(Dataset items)
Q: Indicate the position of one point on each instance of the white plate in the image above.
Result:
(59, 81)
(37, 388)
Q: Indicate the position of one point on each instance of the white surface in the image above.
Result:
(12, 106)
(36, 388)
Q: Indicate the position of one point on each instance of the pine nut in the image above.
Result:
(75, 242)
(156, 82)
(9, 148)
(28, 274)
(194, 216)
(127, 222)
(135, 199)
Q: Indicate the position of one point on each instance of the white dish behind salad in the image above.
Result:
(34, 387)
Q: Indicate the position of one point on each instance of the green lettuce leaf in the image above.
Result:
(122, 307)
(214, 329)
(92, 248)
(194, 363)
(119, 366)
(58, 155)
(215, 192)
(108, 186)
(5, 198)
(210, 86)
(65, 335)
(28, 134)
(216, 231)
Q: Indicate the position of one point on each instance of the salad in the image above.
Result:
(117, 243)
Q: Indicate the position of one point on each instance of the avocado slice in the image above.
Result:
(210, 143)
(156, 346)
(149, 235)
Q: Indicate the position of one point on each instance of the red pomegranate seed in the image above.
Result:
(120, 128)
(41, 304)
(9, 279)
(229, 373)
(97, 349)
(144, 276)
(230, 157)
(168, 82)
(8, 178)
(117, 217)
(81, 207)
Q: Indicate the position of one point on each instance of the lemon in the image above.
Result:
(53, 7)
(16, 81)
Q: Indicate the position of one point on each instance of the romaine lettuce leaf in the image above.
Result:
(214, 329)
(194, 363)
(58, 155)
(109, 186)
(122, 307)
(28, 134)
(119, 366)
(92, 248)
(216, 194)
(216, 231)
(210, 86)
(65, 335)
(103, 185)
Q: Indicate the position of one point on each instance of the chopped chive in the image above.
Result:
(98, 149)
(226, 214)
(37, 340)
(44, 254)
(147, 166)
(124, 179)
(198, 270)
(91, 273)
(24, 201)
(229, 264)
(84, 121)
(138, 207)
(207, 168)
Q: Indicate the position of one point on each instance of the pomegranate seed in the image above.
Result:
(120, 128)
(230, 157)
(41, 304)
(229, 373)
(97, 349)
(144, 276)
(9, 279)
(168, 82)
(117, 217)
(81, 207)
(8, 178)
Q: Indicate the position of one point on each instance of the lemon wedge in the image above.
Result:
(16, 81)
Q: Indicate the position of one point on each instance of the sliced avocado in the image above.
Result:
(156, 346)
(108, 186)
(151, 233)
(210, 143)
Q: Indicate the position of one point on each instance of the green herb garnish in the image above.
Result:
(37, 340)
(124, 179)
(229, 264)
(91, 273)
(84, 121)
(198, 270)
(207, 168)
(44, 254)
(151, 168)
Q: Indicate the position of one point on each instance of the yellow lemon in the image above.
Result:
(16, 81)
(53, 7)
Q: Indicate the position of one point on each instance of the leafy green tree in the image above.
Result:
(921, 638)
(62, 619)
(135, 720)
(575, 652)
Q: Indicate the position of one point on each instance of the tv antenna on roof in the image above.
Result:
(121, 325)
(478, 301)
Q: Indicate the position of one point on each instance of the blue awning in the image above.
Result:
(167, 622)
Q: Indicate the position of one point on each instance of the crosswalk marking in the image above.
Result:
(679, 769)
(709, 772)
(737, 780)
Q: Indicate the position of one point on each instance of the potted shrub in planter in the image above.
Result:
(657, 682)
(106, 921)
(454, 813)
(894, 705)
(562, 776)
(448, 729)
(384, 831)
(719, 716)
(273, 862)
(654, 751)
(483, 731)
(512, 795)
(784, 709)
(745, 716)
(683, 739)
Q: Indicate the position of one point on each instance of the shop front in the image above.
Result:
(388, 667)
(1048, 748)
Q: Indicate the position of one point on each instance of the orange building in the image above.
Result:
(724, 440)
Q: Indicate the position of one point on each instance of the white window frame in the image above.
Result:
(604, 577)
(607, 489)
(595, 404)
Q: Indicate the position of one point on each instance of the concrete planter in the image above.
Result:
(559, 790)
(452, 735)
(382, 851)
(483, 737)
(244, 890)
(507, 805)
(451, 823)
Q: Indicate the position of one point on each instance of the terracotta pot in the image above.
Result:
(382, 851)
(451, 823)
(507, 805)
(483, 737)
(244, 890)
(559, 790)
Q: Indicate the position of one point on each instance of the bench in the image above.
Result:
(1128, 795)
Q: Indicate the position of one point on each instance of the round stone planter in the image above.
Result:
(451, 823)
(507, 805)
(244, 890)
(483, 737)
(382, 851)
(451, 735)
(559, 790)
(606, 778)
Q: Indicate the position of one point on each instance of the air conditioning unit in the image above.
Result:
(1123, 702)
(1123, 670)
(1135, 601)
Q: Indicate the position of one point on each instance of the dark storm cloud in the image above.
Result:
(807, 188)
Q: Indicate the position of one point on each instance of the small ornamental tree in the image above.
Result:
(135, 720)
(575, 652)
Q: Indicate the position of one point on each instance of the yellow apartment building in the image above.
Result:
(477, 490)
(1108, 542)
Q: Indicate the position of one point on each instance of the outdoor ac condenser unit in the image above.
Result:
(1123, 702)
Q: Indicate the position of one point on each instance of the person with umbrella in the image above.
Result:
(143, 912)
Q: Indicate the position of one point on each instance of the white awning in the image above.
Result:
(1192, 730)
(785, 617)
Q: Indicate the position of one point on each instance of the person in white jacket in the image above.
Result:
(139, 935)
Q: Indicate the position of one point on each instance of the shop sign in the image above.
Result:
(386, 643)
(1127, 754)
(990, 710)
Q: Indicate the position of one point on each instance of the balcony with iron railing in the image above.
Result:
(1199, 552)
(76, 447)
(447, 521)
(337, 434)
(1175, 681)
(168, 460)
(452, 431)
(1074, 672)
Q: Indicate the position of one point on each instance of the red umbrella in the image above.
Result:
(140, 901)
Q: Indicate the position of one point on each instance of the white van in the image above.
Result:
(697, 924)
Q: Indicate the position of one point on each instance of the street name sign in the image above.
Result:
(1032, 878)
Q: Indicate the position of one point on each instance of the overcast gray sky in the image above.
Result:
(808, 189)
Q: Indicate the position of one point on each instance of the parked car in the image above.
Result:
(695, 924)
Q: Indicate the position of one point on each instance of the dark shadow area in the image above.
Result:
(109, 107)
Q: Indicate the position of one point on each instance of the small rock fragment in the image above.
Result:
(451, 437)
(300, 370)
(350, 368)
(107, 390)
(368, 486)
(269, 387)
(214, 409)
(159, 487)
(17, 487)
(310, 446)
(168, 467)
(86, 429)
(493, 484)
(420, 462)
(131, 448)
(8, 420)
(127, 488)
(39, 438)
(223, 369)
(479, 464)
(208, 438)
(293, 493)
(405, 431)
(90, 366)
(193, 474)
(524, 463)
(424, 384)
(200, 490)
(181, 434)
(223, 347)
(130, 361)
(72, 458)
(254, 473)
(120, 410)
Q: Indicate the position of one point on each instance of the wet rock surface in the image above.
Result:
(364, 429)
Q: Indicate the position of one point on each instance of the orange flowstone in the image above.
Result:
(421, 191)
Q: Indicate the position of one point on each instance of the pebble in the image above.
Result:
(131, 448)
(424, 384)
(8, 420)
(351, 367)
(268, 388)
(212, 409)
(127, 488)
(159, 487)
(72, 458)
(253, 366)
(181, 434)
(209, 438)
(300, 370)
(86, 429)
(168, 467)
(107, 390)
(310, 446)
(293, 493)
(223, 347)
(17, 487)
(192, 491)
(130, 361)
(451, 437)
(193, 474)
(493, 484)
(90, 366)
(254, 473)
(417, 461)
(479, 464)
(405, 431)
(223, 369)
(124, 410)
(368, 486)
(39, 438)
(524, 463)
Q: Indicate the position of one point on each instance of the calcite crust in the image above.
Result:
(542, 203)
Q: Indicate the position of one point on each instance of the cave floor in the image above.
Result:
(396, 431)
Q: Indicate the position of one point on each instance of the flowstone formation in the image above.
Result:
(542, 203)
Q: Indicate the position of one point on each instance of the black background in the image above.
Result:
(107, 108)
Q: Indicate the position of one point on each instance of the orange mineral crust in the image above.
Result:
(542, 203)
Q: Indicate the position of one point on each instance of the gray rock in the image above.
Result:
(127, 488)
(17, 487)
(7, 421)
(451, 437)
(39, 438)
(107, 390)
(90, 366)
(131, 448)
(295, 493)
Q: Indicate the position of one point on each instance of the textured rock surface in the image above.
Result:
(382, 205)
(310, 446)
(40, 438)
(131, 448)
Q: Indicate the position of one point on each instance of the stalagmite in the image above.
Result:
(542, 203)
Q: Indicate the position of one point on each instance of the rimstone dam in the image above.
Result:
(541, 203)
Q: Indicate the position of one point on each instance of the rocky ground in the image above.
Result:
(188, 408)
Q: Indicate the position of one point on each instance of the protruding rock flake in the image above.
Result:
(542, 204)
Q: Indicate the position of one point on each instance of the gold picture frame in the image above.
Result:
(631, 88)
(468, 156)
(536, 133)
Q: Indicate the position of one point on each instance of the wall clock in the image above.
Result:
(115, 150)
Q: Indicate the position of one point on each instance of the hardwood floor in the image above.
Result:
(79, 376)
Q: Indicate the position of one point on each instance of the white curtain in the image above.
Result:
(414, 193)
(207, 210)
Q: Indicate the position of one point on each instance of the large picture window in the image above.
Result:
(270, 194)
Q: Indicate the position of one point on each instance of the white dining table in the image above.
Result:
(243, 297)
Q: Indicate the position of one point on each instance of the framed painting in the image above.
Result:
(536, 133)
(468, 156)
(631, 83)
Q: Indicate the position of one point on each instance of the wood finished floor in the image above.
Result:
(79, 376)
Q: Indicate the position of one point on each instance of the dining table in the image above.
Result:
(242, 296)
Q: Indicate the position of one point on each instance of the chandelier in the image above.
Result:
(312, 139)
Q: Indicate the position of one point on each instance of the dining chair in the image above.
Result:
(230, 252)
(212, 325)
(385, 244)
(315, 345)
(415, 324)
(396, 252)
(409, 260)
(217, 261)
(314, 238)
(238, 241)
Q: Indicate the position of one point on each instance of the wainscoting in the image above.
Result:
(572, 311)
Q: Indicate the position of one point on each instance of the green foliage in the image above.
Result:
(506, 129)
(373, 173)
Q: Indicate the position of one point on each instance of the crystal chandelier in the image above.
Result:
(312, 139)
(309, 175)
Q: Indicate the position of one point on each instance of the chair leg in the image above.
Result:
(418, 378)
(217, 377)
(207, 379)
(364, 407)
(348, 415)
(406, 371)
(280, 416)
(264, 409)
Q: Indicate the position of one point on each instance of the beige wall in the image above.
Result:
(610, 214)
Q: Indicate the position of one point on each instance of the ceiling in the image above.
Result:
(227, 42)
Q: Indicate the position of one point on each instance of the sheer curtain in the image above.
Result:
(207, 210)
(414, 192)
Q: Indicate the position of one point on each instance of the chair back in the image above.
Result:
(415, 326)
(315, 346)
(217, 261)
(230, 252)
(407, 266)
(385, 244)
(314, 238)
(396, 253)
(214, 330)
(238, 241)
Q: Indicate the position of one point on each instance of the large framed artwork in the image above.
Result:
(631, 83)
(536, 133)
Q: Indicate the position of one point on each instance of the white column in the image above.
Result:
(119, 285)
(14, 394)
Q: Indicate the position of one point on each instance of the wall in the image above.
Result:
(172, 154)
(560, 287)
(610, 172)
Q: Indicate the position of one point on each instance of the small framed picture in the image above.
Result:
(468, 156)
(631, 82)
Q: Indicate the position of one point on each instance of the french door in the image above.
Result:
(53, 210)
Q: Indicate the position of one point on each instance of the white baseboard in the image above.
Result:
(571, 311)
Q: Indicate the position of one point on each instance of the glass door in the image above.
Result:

• _DIRECTION_: Present the lines from the one containing "foliage in the image above." through the end of the records as a numbered list, leaving out any blank lines. Include only those lines.

• _THE SOLUTION_:
1. Q: Indicate the position of one point on each instance of the green foliage in the image above.
2. Result:
3. (506, 129)
4. (373, 173)
5. Q: Indicate the position of one point on each instance of the crystal chandelier in the image above.
6. Result:
7. (312, 139)
8. (309, 175)
9. Q: Indicate the position of one point on each instance of the chair leg in the image above.
10. Result:
11. (418, 378)
12. (217, 377)
13. (207, 379)
14. (364, 407)
15. (348, 415)
16. (406, 371)
17. (280, 416)
18. (264, 409)
19. Q: Indicate the position of one point on each instance of the beige wall in the image above.
20. Result:
21. (610, 214)
22. Q: Indicate the position of one point on each instance of the ceiling in the image above.
23. Result:
24. (227, 42)
25. Q: Indicate the position of one point on each instance of the sheer curtain in the image above.
26. Result:
27. (207, 210)
28. (414, 192)
29. Q: Indicate the position of one point on each instance of the chair back in the image above.
30. Result:
31. (415, 326)
32. (315, 346)
33. (217, 261)
34. (230, 252)
35. (407, 266)
36. (385, 244)
37. (314, 238)
38. (396, 253)
39. (214, 330)
40. (238, 241)
41. Q: Indicate the position of one point on each instance of the large framed artwork in the image above.
42. Result:
43. (631, 83)
44. (536, 133)
45. Q: Indicate the position of one point on each instance of the white column in the image above.
46. Result:
47. (119, 285)
48. (14, 394)
49. Q: Indicate the position of one point on each instance of the wall in the image above.
50. Result:
51. (172, 154)
52. (560, 287)
53. (610, 172)
54. Q: Indicate the position of one point on each instance of the small framed picture in the image above.
55. Result:
56. (468, 156)
57. (631, 82)
58. Q: Indicate the position of one point on each instance of the french door in the image above.
59. Result:
60. (53, 210)
61. Q: Indicate the position of one point on each instance of the white baseboard in the image above.
62. Result:
63. (571, 311)
64. Q: Indicate the position of one point on each instance of the glass door in the image above.
65. Result:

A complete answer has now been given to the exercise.